* Excerpt provided:
--------------------------------
“I was greeted by snapshots when I first entered Iraq in 2003,” writes the New York Times’s Marc Santora at the Times’s Lens blog. Santora, a foreign correspondent who “traveled in Iraq often from 2003 to 2010” and “is now covering real estate for the Times in New York,” continues:

Relatives clinging to snapshots of loved ones gone missing, pleading for help. Snapshots of family members killed in errant bombings, stained with the tears of grieving family members. Snapshots of happier times, proudly displayed by Iraqis kind enough to invite me into their homes.

With the chaos of war raging all around, these snapshots were something that could be grasped; moments frozen in time.

They told a story. Not the whole story. Not even a fraction of the whole story. But an important story.
--------------------------------
Dataset rows
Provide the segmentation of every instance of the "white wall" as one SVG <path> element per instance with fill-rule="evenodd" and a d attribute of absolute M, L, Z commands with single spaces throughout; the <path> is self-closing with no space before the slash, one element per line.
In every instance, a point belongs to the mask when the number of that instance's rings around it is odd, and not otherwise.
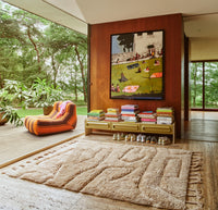
<path fill-rule="evenodd" d="M 191 61 L 218 60 L 218 38 L 191 38 Z"/>

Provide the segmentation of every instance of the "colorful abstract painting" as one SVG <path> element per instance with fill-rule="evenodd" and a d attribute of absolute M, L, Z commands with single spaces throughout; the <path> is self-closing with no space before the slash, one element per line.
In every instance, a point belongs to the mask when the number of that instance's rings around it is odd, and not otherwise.
<path fill-rule="evenodd" d="M 111 99 L 164 99 L 164 30 L 111 35 Z"/>

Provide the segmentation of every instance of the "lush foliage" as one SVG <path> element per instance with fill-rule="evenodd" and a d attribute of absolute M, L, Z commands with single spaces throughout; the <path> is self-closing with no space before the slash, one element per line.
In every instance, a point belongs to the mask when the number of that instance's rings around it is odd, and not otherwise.
<path fill-rule="evenodd" d="M 204 69 L 204 71 L 203 71 Z M 203 83 L 204 73 L 204 83 Z M 203 88 L 204 87 L 204 88 Z M 218 62 L 194 62 L 191 64 L 191 102 L 192 108 L 218 108 Z"/>
<path fill-rule="evenodd" d="M 7 119 L 10 123 L 14 125 L 23 125 L 23 121 L 19 116 L 16 109 L 11 107 L 12 97 L 9 95 L 8 90 L 1 89 L 0 90 L 0 114 L 1 120 Z"/>
<path fill-rule="evenodd" d="M 0 15 L 0 88 L 10 88 L 17 106 L 36 79 L 46 79 L 74 101 L 87 100 L 85 35 L 3 2 Z"/>

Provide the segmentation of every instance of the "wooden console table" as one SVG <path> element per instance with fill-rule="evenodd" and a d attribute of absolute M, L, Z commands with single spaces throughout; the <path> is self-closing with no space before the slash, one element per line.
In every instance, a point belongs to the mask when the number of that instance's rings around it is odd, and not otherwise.
<path fill-rule="evenodd" d="M 175 125 L 165 124 L 145 124 L 133 122 L 106 122 L 106 121 L 87 121 L 85 120 L 85 135 L 88 135 L 93 129 L 102 129 L 111 132 L 130 132 L 145 134 L 164 134 L 172 135 L 172 144 L 175 139 Z"/>

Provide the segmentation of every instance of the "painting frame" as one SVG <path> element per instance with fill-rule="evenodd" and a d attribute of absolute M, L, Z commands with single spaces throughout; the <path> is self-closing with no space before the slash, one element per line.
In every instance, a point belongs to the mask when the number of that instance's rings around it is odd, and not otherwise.
<path fill-rule="evenodd" d="M 165 99 L 165 30 L 110 36 L 110 99 Z"/>

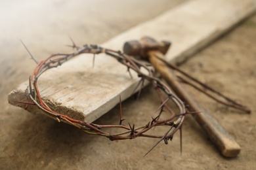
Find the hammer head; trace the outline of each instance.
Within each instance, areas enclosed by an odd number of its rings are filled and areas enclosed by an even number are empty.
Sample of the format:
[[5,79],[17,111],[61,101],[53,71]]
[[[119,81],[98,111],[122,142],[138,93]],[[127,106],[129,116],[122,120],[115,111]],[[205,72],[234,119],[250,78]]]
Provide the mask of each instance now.
[[140,41],[130,41],[125,43],[123,52],[129,56],[146,57],[149,50],[158,50],[165,54],[171,46],[171,42],[157,42],[149,37],[142,37]]

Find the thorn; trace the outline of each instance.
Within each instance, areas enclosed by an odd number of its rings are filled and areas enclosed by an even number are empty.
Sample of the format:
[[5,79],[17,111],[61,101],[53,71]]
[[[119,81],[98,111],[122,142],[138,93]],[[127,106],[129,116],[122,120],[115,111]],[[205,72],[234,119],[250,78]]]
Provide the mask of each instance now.
[[129,72],[129,75],[130,75],[131,78],[133,78],[133,75],[131,75],[130,67],[127,66],[127,71]]
[[123,116],[123,109],[122,109],[122,103],[121,103],[121,95],[119,95],[119,108],[120,108],[120,111],[119,111],[119,113],[120,113],[120,121],[119,122],[119,125],[121,125],[122,124],[122,122],[123,120],[125,120],[125,119],[123,119],[122,118],[122,116]]
[[78,46],[75,44],[75,42],[73,41],[72,38],[71,38],[71,37],[70,35],[68,35],[68,37],[70,37],[71,41],[72,42],[72,46],[71,46],[74,48],[75,48],[77,50],[78,50],[79,48]]
[[32,54],[30,53],[30,50],[28,49],[28,48],[26,46],[26,45],[24,44],[24,43],[23,43],[21,39],[20,39],[20,42],[22,43],[23,46],[25,47],[26,50],[27,50],[27,52],[28,52],[28,54],[30,54],[30,56],[31,56],[31,58],[33,59],[33,60],[37,63],[38,64],[38,62],[37,61],[35,60],[35,58],[32,56]]
[[[155,145],[153,146],[153,147],[151,148],[151,149],[150,150],[148,150],[148,152],[146,153],[146,154],[144,155],[144,157],[145,157],[147,154],[149,154],[149,152],[150,152],[161,141],[164,140],[164,139],[165,139],[166,136],[167,135],[167,134],[169,133],[169,132],[170,132],[170,131],[171,130],[171,129],[173,129],[173,126],[171,126],[171,128],[165,133],[165,134],[160,139],[160,140],[159,140],[156,144]],[[166,143],[165,143],[166,144]]]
--------------------------------
* Exercises to complete:
- 1) In the passage about snapshots from Iraq, rewrite the stretch from "Relatives clinging to" through "into their homes.", changing "errant bombings" to "stray airstrikes".
- 2) Write what comes next in the passage about snapshots from Iraq, picking up after its final sentence.
This material has no connection to the passage about snapshots from Iraq.

* Responses to the exercise:
- 1)
Relatives clinging to snapshots of loved ones gone missing, pleading for help. Snapshots of family members killed in stray airstrikes, stained with the tears of grieving family members. Snapshots of happier times, proudly displayed by Iraqis kind enough to invite me into their homes.

- 2)
Santora’s musings accompany a slide show of images collected in Iraq by the photographer Sergio Ramazzotti. Here is Ramazzotti explaining the snapshots’ provenance:

I recently developed photographs of people I never met, all shot in the same place in Baghdad, in 2003. The place was a panoramic restaurant on top of Saddam International Tower. I went there a few days after the war started. The tower was intact, but the building at the base had been torn apart by bombs. In a room that must have been the restaurant’s official photographer’s, I found many undeveloped photographic rolls. I took a bunch of them and stuffed them in my pockets. In the photographs you could see all the good Iraqi upper-middle class. Judging by their smiles, the perspective of war was still far away. Yet, if the photographer had not had the time to develop the rolls, the first bombs had to have begun falling soon. Who knows for how many of them, that merry moment might have been the last supper out.

The pictures are gripping. Eerie (when you know the context). Familiar and foreign.



Liz Cox Barrett is a writer at CJR.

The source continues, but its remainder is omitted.